◆ Required work ◆
A) List every organization named in the news article about the FDA warning letter.
B) In the news article about the FDA warning letter, rewrite the passage between "The plant was" and "comment on Friday.", inclusive, substituting "the buyer" for "Frontida".
C) Write a continuation of the news article about the FDA warning letter, starting after its final sentence.

◆ Excerpt to read ◆

────────

FDA warns former Sun Pharma U.S. drug factory over quality concerns

The corporate logo of the U.S. Food and Drug Administration (FDA)

MUMBAI (Reuters) – The U.S. Food and Drug Administration has pulled up a former Sun Pharmaceutical drug factory for “knowingly” releasing 27 lots of the hypertension drug clonidine last year, despite proof that the raw materials used may have been contaminated.

This is one of a series of quality concerns tied to the Philadelphia, Pennsylvania factory that the FDA highlighted in an Aug. 15 “warning letter” issued to the site’s current owner, U.S. firm Frontida BioPharm Inc.

The plant was sold to Frontida in June by Sun, India’s No. 1 drugmaker, which said the move was “a part of its manufacturing consolidation in the U.S.”

Sun did not mention at the time that the FDA had inspected the plant a year earlier, between June 15 and July 17, 2015, or that it expressed serious concerns with its quality standards.

Details of the inspection were released in the warning letter posted on the FDA site this week. http://bit.ly/2bl9djf

Sun declined to comment on the FDA letter, while Frontida was not immediately reachable for comment on Friday.

India supplies more than 30 percent of the drugs sold in the United States, and Sun is one of several Indian companies that are under the FDA’s scanner for quality issues, after the agency increased the frequency of foreign inspections over the past two years.

────────

◆ Supplied material ◆
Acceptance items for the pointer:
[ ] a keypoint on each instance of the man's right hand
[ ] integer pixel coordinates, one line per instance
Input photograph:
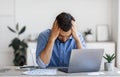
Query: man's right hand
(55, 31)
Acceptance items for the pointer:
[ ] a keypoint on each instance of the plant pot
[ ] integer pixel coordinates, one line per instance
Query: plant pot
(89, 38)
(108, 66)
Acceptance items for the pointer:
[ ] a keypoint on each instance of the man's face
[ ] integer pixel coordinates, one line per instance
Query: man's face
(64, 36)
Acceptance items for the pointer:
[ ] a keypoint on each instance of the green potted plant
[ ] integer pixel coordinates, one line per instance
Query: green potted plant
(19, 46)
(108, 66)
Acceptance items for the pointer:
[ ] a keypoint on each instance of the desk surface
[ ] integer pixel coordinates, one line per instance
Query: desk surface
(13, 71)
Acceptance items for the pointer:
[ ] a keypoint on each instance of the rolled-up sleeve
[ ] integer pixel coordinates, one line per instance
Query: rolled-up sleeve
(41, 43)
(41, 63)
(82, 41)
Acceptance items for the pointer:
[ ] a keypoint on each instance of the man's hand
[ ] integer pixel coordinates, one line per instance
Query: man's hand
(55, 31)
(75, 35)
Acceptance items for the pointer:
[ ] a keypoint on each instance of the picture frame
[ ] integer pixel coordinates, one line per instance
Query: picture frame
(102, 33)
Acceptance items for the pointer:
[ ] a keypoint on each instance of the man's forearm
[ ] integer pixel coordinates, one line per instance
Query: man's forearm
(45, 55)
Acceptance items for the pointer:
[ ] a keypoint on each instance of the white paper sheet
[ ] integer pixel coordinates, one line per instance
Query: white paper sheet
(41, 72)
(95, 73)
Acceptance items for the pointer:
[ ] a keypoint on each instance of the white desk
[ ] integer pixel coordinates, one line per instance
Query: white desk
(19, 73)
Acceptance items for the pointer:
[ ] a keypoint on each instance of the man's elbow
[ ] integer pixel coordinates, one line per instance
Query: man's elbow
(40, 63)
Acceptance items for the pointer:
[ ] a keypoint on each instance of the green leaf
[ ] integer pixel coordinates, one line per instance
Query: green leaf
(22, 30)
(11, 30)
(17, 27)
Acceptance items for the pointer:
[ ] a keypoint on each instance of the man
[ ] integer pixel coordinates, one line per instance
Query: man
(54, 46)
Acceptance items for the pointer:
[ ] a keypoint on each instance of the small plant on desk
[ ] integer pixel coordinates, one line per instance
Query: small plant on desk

────────

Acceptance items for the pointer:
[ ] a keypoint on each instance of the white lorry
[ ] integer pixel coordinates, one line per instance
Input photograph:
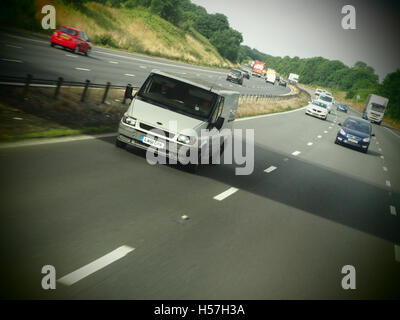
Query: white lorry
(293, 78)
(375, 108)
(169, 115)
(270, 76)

────────

◆ Your responses ◆
A) U.S. Food and Drug Administration (FDA), Reuters, Sun Pharmaceutical, Frontida BioPharm Inc.

B)
The plant was sold to the buyer in June by Sun, India’s No. 1 drugmaker, which said the move was “a part of its manufacturing consolidation in the U.S.”

Sun did not mention at the time that the FDA had inspected the plant a year earlier, between June 15 and July 17, 2015, or that it expressed serious concerns with its quality standards.

Details of the inspection were released in the warning letter posted on the FDA site this week. http://bit.ly/2bl9djf

Sun declined to comment on the FDA letter, while the buyer was not immediately reachable for comment on Friday.

C)
At least five of Sun’s plants are barred from U.S. exports due to quality issues, and the company has said it is working on improving its quality systems to get back U.S. approval to supply from them.

The FDA letter is addressed to Frontida Chief Executive Sung Li, and does not mention Sun or any of its executives.

In the letter, the U.S. regulator also outlined “multiple discrepancies” that it said cast doubt on the accuracy of the quality-related records maintained at the factory.

In another observation, the FDA said that factory staff was aware by April 2015 that the chemical benzophenone had leached into some tablets of the hypertension drug felodipine from the ink and varnish on the container label, but the lots were not recalled until the FDA inspection in July 2015.